What needs to be done: Repeat every line of the material, character for character.

============================================================

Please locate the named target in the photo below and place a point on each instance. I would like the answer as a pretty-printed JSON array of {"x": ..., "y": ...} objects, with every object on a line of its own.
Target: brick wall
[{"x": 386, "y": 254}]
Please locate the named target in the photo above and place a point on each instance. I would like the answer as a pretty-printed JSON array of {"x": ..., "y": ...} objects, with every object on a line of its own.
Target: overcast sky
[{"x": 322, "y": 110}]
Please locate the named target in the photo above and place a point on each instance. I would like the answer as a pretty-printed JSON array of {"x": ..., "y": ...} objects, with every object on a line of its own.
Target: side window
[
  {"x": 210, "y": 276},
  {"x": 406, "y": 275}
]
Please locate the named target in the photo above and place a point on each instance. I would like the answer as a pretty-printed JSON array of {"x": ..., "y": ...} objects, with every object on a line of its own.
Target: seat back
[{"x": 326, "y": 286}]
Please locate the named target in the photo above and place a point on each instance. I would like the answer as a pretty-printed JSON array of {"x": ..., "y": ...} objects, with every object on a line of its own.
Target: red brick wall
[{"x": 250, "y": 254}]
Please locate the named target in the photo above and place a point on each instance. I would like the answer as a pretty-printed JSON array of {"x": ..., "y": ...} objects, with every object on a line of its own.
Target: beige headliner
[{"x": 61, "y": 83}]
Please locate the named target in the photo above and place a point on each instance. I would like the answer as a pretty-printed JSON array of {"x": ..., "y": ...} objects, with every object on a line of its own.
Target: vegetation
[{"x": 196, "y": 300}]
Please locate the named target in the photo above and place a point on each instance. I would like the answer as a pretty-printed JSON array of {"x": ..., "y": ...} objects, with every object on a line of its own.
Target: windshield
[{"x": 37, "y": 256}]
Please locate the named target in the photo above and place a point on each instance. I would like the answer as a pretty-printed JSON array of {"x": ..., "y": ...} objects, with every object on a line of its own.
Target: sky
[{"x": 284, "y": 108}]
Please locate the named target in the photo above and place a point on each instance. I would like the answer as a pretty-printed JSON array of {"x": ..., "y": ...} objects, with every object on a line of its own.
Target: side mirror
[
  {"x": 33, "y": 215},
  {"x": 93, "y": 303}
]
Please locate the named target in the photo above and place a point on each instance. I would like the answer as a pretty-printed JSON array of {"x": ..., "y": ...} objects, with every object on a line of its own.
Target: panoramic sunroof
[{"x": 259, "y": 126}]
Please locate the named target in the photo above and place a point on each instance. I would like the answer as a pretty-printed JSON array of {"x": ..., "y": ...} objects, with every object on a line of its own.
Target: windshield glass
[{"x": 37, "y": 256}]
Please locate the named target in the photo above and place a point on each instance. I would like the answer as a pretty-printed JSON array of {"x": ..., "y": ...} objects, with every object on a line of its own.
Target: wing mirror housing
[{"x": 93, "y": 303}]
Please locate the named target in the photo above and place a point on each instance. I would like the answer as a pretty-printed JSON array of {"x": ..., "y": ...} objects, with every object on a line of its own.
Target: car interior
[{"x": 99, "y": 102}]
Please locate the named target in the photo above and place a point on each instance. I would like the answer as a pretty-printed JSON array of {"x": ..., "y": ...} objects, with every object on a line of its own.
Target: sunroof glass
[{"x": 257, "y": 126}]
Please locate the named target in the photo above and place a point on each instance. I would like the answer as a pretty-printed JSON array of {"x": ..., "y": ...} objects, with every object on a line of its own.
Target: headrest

============================================================

Written solution:
Please locate the named target in the photo below and place a point on each instance. I would like the answer as a pretty-printed JSON array of {"x": ..., "y": ...} objects, with every object on a line of its own.
Target: brick wall
[{"x": 386, "y": 254}]
Please locate the named target in the photo above and place a point on each instance. I would like the answer as a pretty-printed JSON array of {"x": ..., "y": ...} objects, with every object on a line of its own.
Target: overcast sky
[{"x": 322, "y": 110}]
Please locate the named target in the photo above and place a point on each instance. I would like the answer as a pretty-printed JSON array of {"x": ..., "y": ...} objects, with every object on a line of its own.
Target: side window
[
  {"x": 210, "y": 276},
  {"x": 406, "y": 275}
]
Please locate the named target in the photo above and place a point on each instance. I would like the answer as a pretty-printed JSON array of {"x": ..., "y": ...} objects, with every object on a line of its own.
Target: seat back
[{"x": 326, "y": 286}]
Please locate the named target in the photo above and place a point on each instance. I would like the answer as a pretty-printed JSON array of {"x": ..., "y": ...} objects, with every object on a line of its own.
Target: red brick wall
[{"x": 250, "y": 254}]
Please locate the named target in the photo above and place a point on each instance. I would like the answer as a pretty-printed JSON array of {"x": ..., "y": ...} objects, with every object on a line of its own.
Target: beige headliner
[{"x": 61, "y": 83}]
Please locate the named target in the photo above and place a point on each instance. I would like the answer as a pretty-printed JSON array of {"x": ..., "y": ...} objects, with every object on a line of its own.
Target: vegetation
[{"x": 196, "y": 300}]
Please locate the named target in the photo above and place a point on each instance. I would like the answer as a pretty-printed JSON array of {"x": ..., "y": ...} objects, with every object on a line of its own.
Target: windshield
[{"x": 37, "y": 256}]
Please locate the named target in the photo above and place a point on each instance. I would like the answer as a pretty-printed JSON array of {"x": ..., "y": ...} objects, with every object on a line of its own.
Target: sky
[{"x": 284, "y": 108}]
Please locate the named target in the photo above and place a point on each instance. I would like the answer as a pretty-printed JSON array of {"x": ..., "y": ...} objects, with every object on a line of its own.
Target: side mirror
[
  {"x": 33, "y": 215},
  {"x": 93, "y": 303}
]
Please locate the named target in the photo above and place a point on each instance. I would like the answer as a pretty-printed JSON array of {"x": ..., "y": ...} objects, with every object on a line of its own.
Target: panoramic sunroof
[{"x": 259, "y": 126}]
Please locate the named target in the photo above and place a point on each instance. I would like the answer as a pretty-printed JSON array of {"x": ..., "y": ...} objects, with every object on a line of its own.
Target: windshield glass
[{"x": 37, "y": 256}]
Please locate the named target in the photo above and place a point on each instance. I would like the answer as a pretty-printed JSON array of {"x": ..., "y": ...} objects, with every object on a line of its own.
Target: wing mirror housing
[{"x": 93, "y": 303}]
Please locate the named target in the photo above and place a point on each instance. I would like the answer as a pretty-printed JSON array of {"x": ..., "y": ...} objects, with every object on a line of its own.
Target: car interior
[{"x": 99, "y": 102}]
Please locate the named target in the photo above and place a point on each instance. I would like the answer as a pretty-printed JSON array of {"x": ..., "y": ...} objects, with every object on a line of its own.
Target: sunroof glass
[{"x": 257, "y": 126}]
Please locate the named target in the photo above and place a point on each instance. I would like the answer as a pretty-printed JSON array of {"x": ..., "y": ...} objects, with every object on a line of its own.
Target: headrest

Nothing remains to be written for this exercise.